====== INPUT
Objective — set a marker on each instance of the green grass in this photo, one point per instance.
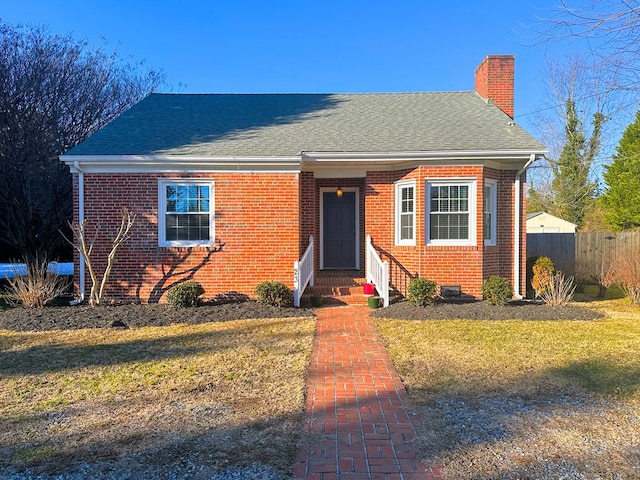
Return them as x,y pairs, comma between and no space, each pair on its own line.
228,393
579,381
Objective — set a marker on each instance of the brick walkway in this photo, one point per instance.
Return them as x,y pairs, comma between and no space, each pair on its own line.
356,406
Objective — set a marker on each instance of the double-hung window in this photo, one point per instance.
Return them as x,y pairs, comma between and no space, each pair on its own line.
451,208
186,213
489,212
405,213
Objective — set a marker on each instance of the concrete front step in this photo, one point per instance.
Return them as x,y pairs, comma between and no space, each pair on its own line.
338,288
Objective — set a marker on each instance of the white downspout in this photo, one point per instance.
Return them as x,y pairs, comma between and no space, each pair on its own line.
81,265
518,227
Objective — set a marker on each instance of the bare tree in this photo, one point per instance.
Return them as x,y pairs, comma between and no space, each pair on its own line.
54,92
573,126
84,246
609,30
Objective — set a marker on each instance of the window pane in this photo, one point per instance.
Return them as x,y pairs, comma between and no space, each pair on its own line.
487,226
187,216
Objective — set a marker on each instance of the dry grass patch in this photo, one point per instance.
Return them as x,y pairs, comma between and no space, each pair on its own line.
525,399
200,397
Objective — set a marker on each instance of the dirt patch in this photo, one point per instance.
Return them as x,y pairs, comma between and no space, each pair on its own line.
480,310
137,315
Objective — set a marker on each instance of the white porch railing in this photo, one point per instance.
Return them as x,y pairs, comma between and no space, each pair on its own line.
377,272
303,273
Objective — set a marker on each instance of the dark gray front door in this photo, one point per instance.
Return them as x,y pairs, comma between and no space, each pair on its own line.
339,224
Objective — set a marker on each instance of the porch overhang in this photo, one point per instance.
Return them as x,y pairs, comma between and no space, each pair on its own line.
356,164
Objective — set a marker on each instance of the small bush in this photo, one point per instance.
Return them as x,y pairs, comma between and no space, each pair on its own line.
496,290
34,286
543,272
185,294
559,291
274,293
421,291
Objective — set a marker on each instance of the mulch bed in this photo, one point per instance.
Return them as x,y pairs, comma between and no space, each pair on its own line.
137,315
144,315
477,310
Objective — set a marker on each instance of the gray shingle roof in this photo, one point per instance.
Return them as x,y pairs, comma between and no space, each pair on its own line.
288,124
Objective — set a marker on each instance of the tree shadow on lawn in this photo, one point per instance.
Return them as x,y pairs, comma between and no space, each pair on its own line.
41,359
156,450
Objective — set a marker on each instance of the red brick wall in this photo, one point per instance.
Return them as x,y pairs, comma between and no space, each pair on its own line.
256,218
265,221
467,266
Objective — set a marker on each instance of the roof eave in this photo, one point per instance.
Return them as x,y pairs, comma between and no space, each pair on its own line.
179,163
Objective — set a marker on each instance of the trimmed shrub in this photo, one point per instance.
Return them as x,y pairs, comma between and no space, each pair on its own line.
421,291
497,290
34,286
185,294
560,291
274,293
543,272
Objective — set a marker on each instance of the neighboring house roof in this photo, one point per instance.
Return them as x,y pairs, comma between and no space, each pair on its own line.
543,222
264,125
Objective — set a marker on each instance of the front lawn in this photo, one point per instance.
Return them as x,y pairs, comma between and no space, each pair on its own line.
181,400
514,399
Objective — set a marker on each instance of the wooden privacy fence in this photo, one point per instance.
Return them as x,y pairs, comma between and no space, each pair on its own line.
583,254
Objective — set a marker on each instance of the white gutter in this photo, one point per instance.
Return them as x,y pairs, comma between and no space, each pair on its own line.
81,265
420,155
180,163
517,228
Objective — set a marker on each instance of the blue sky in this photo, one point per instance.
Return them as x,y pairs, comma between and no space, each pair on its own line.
327,46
============
_TASK GOAL_
Beginning with the line that has "Objective — set a marker on each instance of the concrete" and ending with the line that has "downspout in this photo, one point per instance.", set down the lines above exactly and include no others.

_RESPONSE BELOW_
Objective — set a marker on each instance of the concrete front step in this photo, one point per instance.
Return them as x,y pairs, comma between and no space, each pair on its own line.
338,288
Objective — set a marker on each instance of the white downspout in this photo, one point per instance.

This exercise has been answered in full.